• [DIRECTIONS]:
Below is a set of records, and all of them should be retyped exactly, minus the pictures.

Segmentation mask data:
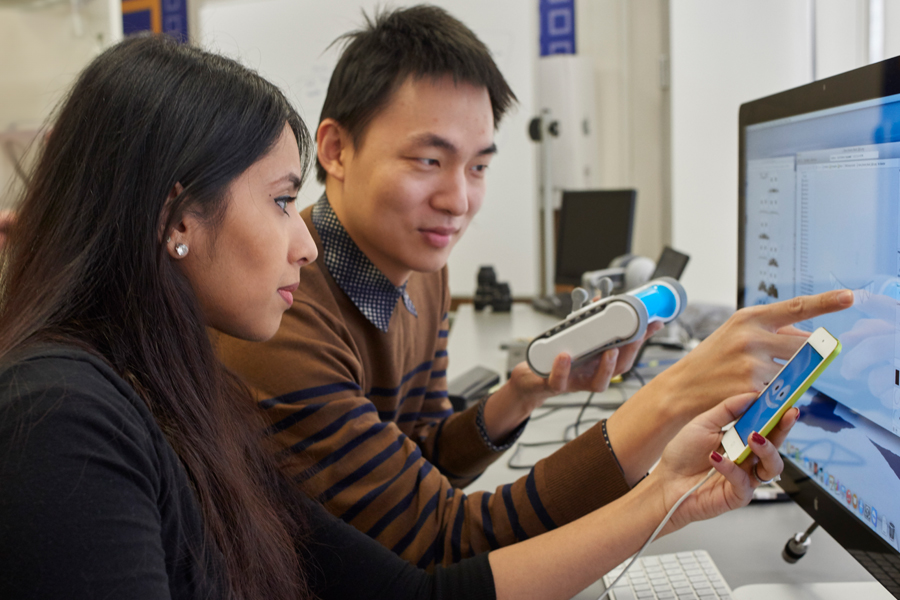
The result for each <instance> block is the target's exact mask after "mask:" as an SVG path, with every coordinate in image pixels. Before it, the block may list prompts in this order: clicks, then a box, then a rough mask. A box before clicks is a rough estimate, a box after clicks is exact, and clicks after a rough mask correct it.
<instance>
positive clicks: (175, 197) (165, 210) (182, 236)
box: [160, 182, 198, 259]
mask: <svg viewBox="0 0 900 600" xmlns="http://www.w3.org/2000/svg"><path fill="white" fill-rule="evenodd" d="M182 192H184V186H182V185H181V184H180V183H177V182H176V183H175V185H174V186H172V189H171V190H169V196H168V197H167V198H166V203H165V206H164V207H163V219H162V223H161V224H160V238H162V234H163V233H165V239H164V240H163V239H161V240H160V241H161V242H163V243H165V245H166V251H167V252H168V253H169V256H171V257H172V258H174V259H181V258H184V257H185V256H187V253H188V251H189V250H190V247H191V244H190V240H189V239H188V238H189V237H190V235H191V233H192V231H193V230H194V229H195V228H196V227H197V225H198V223H197V219H196V218H194V217H193V216H192V215H190V214H188V213H183V214H182V217H181V219H180V220H179V221H178V222H176V223H173V224H172V227H171V229H169V230H168V231H166V232H163V231H162V228H163V227H165V224H166V222H167V221H168V220H169V211H170V210H171V207H172V203H173V202H174V201H175V198H177V197H178V196H179V195H181V193H182Z"/></svg>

• [EXERCISE RESPONSE]:
The result for each <instance> block is the target's exact mask after "mask:" as an SVG path, with every coordinate in image pixels. Before it, the block may list prompts in this order: clicks, then a box, then a rough mask. A box before clicks is a rough estimate, a box after clicks is exact, and clicks after a rough mask correct it.
<instance>
positive clicks: (175, 197) (165, 210) (182, 236)
box: [160, 182, 198, 259]
mask: <svg viewBox="0 0 900 600" xmlns="http://www.w3.org/2000/svg"><path fill="white" fill-rule="evenodd" d="M182 192H184V186H182V185H181V184H180V183H177V182H176V183H175V185H174V186H172V189H171V190H169V196H168V197H167V198H166V203H165V206H164V207H163V219H162V223H161V224H160V238H162V234H163V233H165V239H164V240H163V239H161V240H160V241H161V242H163V243H165V245H166V251H167V252H168V253H169V256H171V257H172V258H174V259H181V258H184V257H185V256H187V253H188V251H189V250H190V247H191V244H190V240H189V239H188V238H189V237H190V235H191V233H192V231H193V230H194V229H195V228H196V227H197V225H198V223H197V219H196V218H194V217H193V216H192V215H190V214H188V213H183V214H182V217H181V219H180V220H179V221H178V222H176V223H173V224H172V227H171V229H169V230H168V231H166V232H163V231H162V228H163V227H165V224H166V222H167V221H168V220H169V211H170V210H171V207H172V203H173V202H174V201H175V198H177V197H178V196H179V195H181V193H182Z"/></svg>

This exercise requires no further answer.